Passage to read »
At the same time, the survey conducted by National Chengchi University in Taiwan reports that 80 percent of the respondents prefer the “status quo”3 in relation with China; however, Taiwanese are not willing to pursue independence at all cost. When asked to choose either establishing formal independence or maintaining economic ties with China, 83 percent chose the latter. It is clear that although both parties articulated different futures for Taiwan, neither want an armed conflict. The commitment to a nonviolent solution forces both Taiwan and China to operate within a gray area of quasi-independence. It is not the U.S.’ job nor is it in the U.S.’ interests to define that gray area. U.S. military intervention could ignite a global conflict and push China to be more aggressive than it actually is.

The U.S. Role in the Cross-Strait Relation

Until now, the U.S.’ stance towards Taiwan is best described as a balance of optimism and realism. The United States accepted the One China policy but signed a treaty to defend against Chinese military aggression. Deputy Secretary of State Antony J. Blinken stated that Taiwan “showed the world what a mature, Chinese-speaking democracy looks likes.”4 The U.S. hopes that this beacon of democracy can influence China’s transformation. That is also the exact reason why China is fixed on reclaiming Taiwan – Taiwanese independence threatens the current regime. Despite the admiration, the U.S. is not committed to going to war with China over Taiwan, and for good reasons. Thus, the U.S. should not bolster Taiwan’s confidence by overpromising and underdelivering in the future.

In the foreseeable future, it will be difficult for Taiwan to obtain full independence based on recent trends. Taiwan’s economy has become deeply intertwined with China in the past 15 years. The British Office reported that in 2015, China absorbed around 30 percent of exports, making it the largest trading partner for Taiwan.5

Additionally, China is said to be capable of launching a military invasion by 20206, but that does not mean that they will. Furthermore, China’s actions are consistent with its commitment to a nonviolent solution in Taiwan by adopting the Nuclear No-First-Use policy and relying on the slow but steady economic integration. As Erik Eckholm, Beijing bureau chief for the New York Times states, “the number one principle – if you are a Chinese leader – is not that you have to regain Taiwan in the next five years. It’s that you can’t lose Taiwan.”

Records supplied »
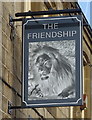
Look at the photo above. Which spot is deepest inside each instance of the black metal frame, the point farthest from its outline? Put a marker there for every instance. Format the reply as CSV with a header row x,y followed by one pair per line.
x,y
37,13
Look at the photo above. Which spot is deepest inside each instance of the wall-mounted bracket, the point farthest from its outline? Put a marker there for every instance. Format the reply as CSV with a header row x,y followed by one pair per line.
x,y
9,106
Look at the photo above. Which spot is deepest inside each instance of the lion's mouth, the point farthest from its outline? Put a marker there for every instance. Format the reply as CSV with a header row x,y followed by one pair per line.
x,y
44,78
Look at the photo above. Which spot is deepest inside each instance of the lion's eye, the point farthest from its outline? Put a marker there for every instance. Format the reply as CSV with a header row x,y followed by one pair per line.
x,y
47,63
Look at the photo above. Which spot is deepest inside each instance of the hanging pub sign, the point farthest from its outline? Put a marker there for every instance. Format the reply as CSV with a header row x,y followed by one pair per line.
x,y
52,61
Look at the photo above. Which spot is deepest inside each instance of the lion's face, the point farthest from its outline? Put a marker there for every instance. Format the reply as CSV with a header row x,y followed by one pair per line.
x,y
44,64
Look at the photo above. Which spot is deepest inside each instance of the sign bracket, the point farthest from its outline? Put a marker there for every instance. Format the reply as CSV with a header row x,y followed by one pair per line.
x,y
37,13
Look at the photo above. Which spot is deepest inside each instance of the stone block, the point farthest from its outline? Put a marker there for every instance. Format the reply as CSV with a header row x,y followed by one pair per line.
x,y
4,104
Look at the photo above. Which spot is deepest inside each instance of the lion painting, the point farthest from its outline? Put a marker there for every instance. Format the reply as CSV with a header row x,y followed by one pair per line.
x,y
51,74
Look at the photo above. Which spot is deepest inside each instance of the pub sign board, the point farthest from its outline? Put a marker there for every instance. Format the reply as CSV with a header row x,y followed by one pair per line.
x,y
52,61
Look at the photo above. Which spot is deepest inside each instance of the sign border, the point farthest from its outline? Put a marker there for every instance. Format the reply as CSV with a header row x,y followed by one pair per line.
x,y
80,100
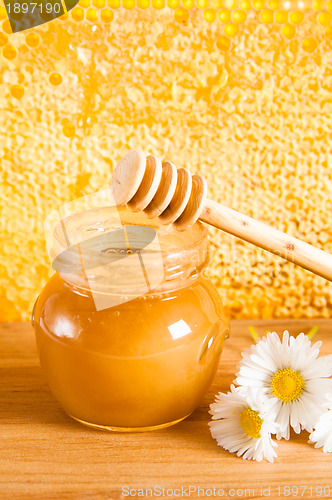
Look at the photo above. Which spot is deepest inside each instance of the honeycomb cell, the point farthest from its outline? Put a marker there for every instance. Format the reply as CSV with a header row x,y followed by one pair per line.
x,y
239,16
203,4
325,18
288,30
6,27
91,15
158,4
9,52
296,17
3,39
281,17
309,44
318,4
230,4
258,4
223,43
245,4
32,40
266,16
69,130
17,91
231,29
173,4
224,15
128,4
274,4
77,14
143,4
107,15
3,13
55,79
210,15
181,15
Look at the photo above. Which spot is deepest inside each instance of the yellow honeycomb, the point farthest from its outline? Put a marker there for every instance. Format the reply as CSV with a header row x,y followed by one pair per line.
x,y
237,90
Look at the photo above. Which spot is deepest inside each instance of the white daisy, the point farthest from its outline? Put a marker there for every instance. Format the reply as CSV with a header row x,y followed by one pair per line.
x,y
288,374
244,427
322,434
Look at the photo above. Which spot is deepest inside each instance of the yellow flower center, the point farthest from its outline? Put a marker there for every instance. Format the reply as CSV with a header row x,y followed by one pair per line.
x,y
287,385
251,422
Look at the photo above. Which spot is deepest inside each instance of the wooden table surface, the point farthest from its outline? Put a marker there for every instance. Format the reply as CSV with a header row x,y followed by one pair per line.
x,y
45,454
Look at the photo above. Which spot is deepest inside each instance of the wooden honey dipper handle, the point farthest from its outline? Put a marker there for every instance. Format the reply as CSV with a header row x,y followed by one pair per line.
x,y
290,248
175,196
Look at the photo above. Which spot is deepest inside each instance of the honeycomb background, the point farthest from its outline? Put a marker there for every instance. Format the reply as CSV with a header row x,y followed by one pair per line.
x,y
239,91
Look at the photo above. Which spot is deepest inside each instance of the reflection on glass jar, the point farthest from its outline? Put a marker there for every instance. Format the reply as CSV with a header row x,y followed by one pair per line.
x,y
146,361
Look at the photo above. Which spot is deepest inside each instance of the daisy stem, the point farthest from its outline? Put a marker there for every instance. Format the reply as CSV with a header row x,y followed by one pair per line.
x,y
253,332
312,332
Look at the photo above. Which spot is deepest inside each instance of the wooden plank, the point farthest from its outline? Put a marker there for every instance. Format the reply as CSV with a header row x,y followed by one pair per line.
x,y
44,454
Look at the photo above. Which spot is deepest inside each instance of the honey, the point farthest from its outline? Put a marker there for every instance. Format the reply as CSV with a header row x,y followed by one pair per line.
x,y
144,363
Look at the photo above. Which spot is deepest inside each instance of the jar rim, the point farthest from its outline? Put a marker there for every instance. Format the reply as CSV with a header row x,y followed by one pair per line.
x,y
101,236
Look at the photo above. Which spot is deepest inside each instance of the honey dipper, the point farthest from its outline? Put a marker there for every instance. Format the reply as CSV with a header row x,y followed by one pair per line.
x,y
178,197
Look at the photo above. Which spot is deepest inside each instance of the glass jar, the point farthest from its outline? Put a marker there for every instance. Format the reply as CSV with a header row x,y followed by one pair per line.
x,y
116,355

Exercise requirements »
1. Extract the part of the Taiwan passage running from "The U.S. Role" to "in the future.", copying it word for word.
2. In the Taiwan passage, what percentage of respondents chose maintaining economic ties with China over establishing formal independence?
3. Carry on the Taiwan passage from the point where it stops.
The items play no part in this work.

Per-task outputs »
1.
The U.S. Role in the Cross-Strait Relation

Until now, the U.S.’ stance towards Taiwan is best described as a balance of optimism and realism. The United States accepted the One China policy but signed a treaty to defend against Chinese military aggression. Deputy Secretary of State Antony J. Blinken stated that Taiwan “showed the world what a mature, Chinese-speaking democracy looks likes.”4 The U.S. hopes that this beacon of democracy can influence China’s transformation. That is also the exact reason why China is fixed on reclaiming Taiwan – Taiwanese independence threatens the current regime. Despite the admiration, the U.S. is not committed to going to war with China over Taiwan, and for good reasons. Thus, the U.S. should not bolster Taiwan’s confidence by overpromising and underdelivering in the future.

2. 83 percent

3.
Currently, Taiwan spends less than 2 percent of their GDP on military spending.7 Thus, the small island will be relying on foreign powers to come to its defense. If Taiwan, convinced of U.S. support, declares independence, this will lead to war with China. There are two paths with one likely outcome. One, the U.S. fails to come to Taiwan’s defense, and China invades Taiwan, forcing reunification under Chinese terms. In this outcome, the U.S. will lose credibility among allies in the region, and it can cause China to become more belligerent. Two, the U.S. enters the fight to protect Taiwan, draws in the rest of the world, and starts another global conflict. No matter the victor of the war, Taiwan’s economy and infrastructure will be destroyed. It will break the U.S.-China relation, causing an economic slowdown in the global economy. Considering the consequences, the two countries are dedicated to peaceful solution, and the U.S. should follow suit.

In the meantime, the U.S. should avoid instigating aggression from the Chinese towards Taiwan. The U.S. should honor the Taiwan Relation Act in 1979 and promote diplomatic, cultural, and economic exchange; however, the U.S. must not directly engage in armed conflict with China. The U.S. can continue helping Taiwan maintain the status quo by selling weapons and expanding trade treaties. Taiwan has some time to build up their defense and economy to stand on equal footing with China, giving Taiwan more power when negotiating with China about how to define the gray area.

This strategy allows the U.S. to maintain a salvageable relationship with China without completely abandoning Taiwan. The U.S. can rely on regional allies to develop a check against Chinese power by strengthening defense treaties and diplomatic ties. If China throws their weight around, it will naturally encourage check and balance behavior from their neighbors. But without U.S. presence in the region, they are likely to jump on the Chinese bandwagon.

Conclusion

As China grows stronger, it will be more difficult for Taiwan to gain independence. The cost of defending Taiwan will also increase for the United States. The best scenario for Taiwan would be to accept the one country, two systems policy, while negotiating for better terms. The United States’ presence plays a large role in helping Taiwan maintain the status quo. But recognizing that the island’s de facto rule will not last forever, the United States needs to be prepared to lose Taiwan or fight China. Both economies will suffer greatly in an armed conflict. Thus, maintaining good relations with China is a better outcome for everyone. However, losing Taiwan doesn’t mean the U.S. will lose their foo hold in East Asia. As long the U.S. focuses on strengthening ties with regional countries, the U.S. can still plant its feet firmly in East Asia.

Born to Chinese parents in Vietnam, Jenny Vuong naturally developed an interest for international affairs. At the University of California Irvine, Jenny is the student ambassador in the Dean’s Council for the School of Social Sciences. She is also the Resident Advisor to the freshmen Global Perspectives hall. During her second year, Jenny studied abroad in South Korea for a year, where she interned for People for Successful Corean Reunification Organization (PSCORE). In Fall 2017, Jenny will study abroad again in Yokohama, Japan. She is looking to pursue a Ph.D. in international relations with a focus in East Asia. In her free time, Jenny enjoys cooking, learning new languages, and playing tennis.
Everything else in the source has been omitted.